## Begin Excerpted passage

# What to do with it?



## dingle (Jul 25, 2008)

Rack of lamb, purchased fairly inexpensive yesterday. Never cooked it, but always wanted to. Have no idea what to do with it. Wife doesn't/wont eat it so its all mine-mine-mine. Saw a thread from BBQGODDESS but was for leg of lamb. Help!


----------



## pineywoods (Jul 25, 2008)

Search "recipe for smoked rack of lamb" then have fun reading a bunch of stuff poped up when I did it  
	

	
	
		
		



		
			






  Sounds good just never done one


----------



## dingle (Jul 25, 2008)

Thanks Piney. Just did that on the food network site. I'm exhausted already.


----------



## pineywoods (Jul 25, 2008)

http://bbq.about.com/od/lambrecipes/...s_for_Lamb.htm

and another

http://chef2chef.net/recipes/section/lamb/page1.php

Some interesting ideas


----------



## triman22000 (Jul 25, 2008)

## End Excerpted passage
## Begin Entries supplied

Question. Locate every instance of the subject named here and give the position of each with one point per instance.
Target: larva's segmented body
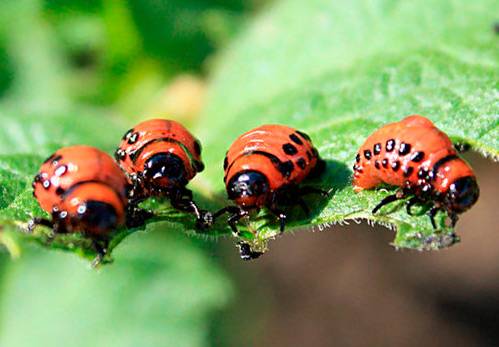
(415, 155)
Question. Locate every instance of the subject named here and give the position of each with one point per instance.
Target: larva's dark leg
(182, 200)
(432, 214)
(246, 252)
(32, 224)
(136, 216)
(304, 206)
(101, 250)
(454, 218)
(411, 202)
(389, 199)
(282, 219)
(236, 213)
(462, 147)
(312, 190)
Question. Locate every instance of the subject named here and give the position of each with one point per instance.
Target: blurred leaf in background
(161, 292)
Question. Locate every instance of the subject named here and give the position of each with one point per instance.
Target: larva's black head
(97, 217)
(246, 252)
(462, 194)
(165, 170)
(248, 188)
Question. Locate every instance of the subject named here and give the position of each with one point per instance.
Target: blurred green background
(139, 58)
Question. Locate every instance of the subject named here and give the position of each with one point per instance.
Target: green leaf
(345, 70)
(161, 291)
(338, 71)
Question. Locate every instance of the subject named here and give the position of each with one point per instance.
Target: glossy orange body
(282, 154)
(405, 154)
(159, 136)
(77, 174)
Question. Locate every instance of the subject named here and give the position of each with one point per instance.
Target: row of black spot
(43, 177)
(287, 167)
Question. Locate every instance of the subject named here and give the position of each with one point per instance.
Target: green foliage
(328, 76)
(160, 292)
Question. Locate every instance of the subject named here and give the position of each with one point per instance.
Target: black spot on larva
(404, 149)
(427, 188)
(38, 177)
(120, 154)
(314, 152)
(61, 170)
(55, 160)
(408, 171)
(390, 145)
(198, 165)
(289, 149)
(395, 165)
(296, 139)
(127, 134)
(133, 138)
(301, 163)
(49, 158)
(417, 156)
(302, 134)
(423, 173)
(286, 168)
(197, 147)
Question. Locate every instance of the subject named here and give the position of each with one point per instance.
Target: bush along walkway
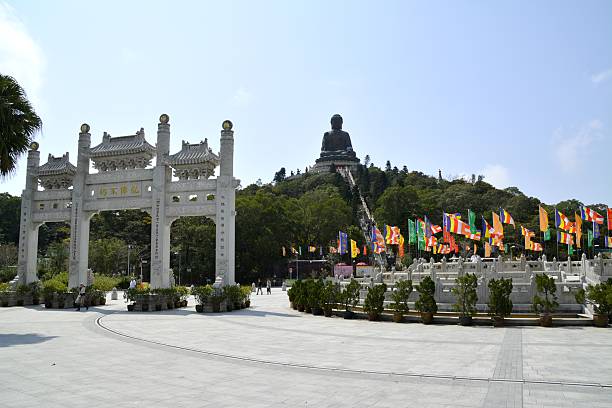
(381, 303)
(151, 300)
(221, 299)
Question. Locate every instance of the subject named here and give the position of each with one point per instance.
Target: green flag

## End Entries supplied
## Begin Entries supplied

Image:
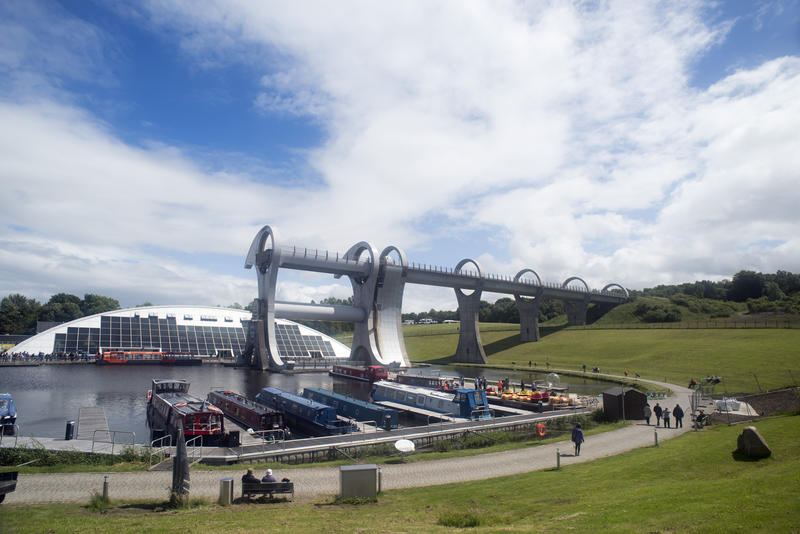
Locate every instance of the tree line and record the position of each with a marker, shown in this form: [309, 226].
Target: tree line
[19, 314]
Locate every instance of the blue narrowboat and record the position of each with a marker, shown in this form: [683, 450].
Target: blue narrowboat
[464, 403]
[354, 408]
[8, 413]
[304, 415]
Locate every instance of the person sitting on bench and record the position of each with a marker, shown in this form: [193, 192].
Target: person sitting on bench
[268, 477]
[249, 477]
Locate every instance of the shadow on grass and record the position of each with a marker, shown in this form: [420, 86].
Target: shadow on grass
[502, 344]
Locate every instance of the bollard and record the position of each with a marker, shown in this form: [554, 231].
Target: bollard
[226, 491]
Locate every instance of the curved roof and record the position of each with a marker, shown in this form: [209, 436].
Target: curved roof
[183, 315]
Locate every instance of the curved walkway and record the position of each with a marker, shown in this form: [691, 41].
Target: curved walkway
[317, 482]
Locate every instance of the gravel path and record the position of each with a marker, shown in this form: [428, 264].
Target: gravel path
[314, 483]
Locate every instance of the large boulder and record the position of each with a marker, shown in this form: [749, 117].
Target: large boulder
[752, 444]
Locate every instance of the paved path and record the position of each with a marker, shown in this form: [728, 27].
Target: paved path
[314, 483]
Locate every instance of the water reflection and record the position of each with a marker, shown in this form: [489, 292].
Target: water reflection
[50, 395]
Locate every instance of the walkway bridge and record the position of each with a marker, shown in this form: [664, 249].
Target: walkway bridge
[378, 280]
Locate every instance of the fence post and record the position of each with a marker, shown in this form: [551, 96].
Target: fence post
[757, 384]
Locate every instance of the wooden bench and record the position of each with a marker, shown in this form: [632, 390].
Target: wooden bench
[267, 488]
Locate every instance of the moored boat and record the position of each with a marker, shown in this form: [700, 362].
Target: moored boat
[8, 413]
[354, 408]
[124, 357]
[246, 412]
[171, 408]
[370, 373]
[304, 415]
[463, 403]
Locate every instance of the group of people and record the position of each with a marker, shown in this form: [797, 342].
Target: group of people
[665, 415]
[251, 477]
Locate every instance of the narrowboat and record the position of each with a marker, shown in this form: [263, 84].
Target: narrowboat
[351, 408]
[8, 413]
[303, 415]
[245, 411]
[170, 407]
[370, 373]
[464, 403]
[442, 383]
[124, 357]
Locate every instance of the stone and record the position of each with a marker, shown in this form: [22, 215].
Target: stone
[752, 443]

## End Entries supplied
## Begin Entries supplied

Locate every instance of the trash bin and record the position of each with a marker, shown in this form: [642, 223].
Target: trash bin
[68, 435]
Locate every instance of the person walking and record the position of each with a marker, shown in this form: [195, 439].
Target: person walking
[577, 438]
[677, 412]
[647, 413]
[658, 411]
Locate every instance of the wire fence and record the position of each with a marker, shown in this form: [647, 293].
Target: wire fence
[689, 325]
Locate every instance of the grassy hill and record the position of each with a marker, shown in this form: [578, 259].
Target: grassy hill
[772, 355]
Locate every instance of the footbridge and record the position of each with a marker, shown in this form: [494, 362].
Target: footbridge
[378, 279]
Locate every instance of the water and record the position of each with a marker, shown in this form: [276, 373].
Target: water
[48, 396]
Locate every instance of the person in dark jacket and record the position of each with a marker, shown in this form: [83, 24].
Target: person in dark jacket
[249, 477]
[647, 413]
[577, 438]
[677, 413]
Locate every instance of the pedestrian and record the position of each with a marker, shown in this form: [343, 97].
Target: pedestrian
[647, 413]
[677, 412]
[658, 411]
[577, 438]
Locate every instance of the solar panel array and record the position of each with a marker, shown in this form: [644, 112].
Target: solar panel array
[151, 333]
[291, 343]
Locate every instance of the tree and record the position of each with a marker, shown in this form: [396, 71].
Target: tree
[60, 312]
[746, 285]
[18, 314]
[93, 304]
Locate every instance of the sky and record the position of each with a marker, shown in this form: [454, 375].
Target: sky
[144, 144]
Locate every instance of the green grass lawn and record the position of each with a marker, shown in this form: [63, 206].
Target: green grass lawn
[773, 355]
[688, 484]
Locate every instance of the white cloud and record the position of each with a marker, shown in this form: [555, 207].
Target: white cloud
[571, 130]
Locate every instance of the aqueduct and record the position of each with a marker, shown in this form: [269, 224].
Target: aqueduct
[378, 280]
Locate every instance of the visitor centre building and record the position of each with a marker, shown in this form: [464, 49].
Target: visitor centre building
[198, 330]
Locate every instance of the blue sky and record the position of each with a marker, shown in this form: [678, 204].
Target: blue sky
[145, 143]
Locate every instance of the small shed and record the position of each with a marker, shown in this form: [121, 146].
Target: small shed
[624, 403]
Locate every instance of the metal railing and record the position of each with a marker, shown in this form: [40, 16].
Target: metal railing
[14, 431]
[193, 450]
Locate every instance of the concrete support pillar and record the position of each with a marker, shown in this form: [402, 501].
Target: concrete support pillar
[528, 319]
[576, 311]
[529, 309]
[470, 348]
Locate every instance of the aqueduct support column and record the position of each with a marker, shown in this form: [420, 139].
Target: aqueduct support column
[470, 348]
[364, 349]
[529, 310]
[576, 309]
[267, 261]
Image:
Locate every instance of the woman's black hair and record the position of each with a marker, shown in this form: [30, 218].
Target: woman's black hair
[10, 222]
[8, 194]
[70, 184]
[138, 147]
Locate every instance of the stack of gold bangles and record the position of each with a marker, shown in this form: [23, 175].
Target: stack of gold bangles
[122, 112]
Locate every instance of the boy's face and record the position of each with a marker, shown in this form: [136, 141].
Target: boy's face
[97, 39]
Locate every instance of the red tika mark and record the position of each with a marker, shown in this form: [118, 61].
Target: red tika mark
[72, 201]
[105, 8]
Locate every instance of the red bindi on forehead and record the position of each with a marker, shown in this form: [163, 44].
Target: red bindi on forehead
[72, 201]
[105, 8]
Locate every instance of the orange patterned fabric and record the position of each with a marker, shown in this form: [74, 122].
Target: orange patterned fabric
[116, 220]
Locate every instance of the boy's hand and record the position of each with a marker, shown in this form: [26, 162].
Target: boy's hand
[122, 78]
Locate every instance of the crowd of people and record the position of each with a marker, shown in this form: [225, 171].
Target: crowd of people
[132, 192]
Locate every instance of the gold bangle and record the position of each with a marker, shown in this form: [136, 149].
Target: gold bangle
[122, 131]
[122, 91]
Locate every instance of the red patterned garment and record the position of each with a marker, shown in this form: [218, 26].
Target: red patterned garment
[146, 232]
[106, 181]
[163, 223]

## End Entries supplied

What needs to be done ::
Write the next part of the forum thread about cooking a rack of lamb, starting right after its final line.

In response ::
I love rack of lamb I never smoke it cause I love the way I make it.
I take a zip lock bag and put it inside it. Take Italian dressing pour it over it in the bag and add about 5 table spoons of lemon pepper seasoning to it and let it set all night. Then the next day I grill it to the way you like your steak I like mine med rare. Try it like that one time its the bomb


----------



## dingle (Jul 25, 2008)

Piney-the first link is exactly the one I was looking at.

Triman thanks for the tip. Will definitely try that.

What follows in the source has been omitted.